→ **WHAT THE TASK REQUIRES**: Rewrite everything from the start of the records down to the line containing "box: [463, 3, 535, 13]", changing "clicks" to "points" and keeping all else the same. Leave the pictures out of your answer.

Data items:

● ● ● ●

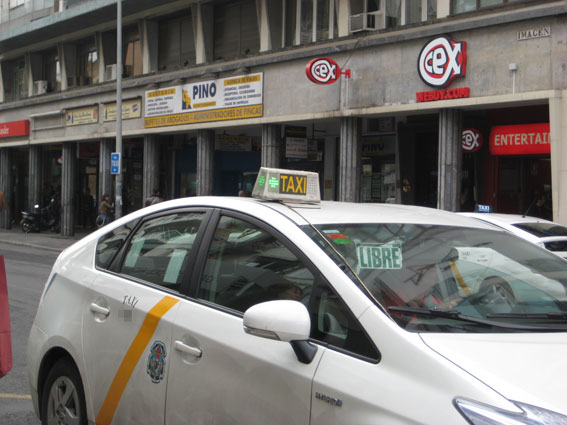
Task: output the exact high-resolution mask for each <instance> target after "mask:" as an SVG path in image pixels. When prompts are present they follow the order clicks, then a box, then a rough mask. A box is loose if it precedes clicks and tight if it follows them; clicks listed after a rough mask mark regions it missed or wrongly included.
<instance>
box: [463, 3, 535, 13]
mask: <svg viewBox="0 0 567 425" xmlns="http://www.w3.org/2000/svg"><path fill="white" fill-rule="evenodd" d="M528 1H530V0H453V2H452V13H453V14H458V13H466V12H473V11H475V10H478V9H482V8H485V7H495V6H504V5H507V4H511V3H525V2H528Z"/></svg>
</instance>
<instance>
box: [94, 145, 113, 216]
mask: <svg viewBox="0 0 567 425" xmlns="http://www.w3.org/2000/svg"><path fill="white" fill-rule="evenodd" d="M112 146H114V139H102V140H101V141H100V150H99V159H98V194H97V199H96V201H97V214H98V205H100V201H101V200H102V196H103V195H104V194H105V193H108V194H109V195H111V194H112V175H111V174H110V153H111V152H112ZM111 198H112V196H111Z"/></svg>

● ● ● ●

→ **ANSWER TO THIS TASK**:
Task: output the exact high-resolution mask for each <instance> target after "mask:" as an SVG path in image pixels. When prompts are present they follow the order points, then a box, then a rough mask. A box is loose if it precedes points and tight if it follows them; points listed after a rough mask mark regions it missed or wrongly included.
<instance>
box: [463, 3, 535, 13]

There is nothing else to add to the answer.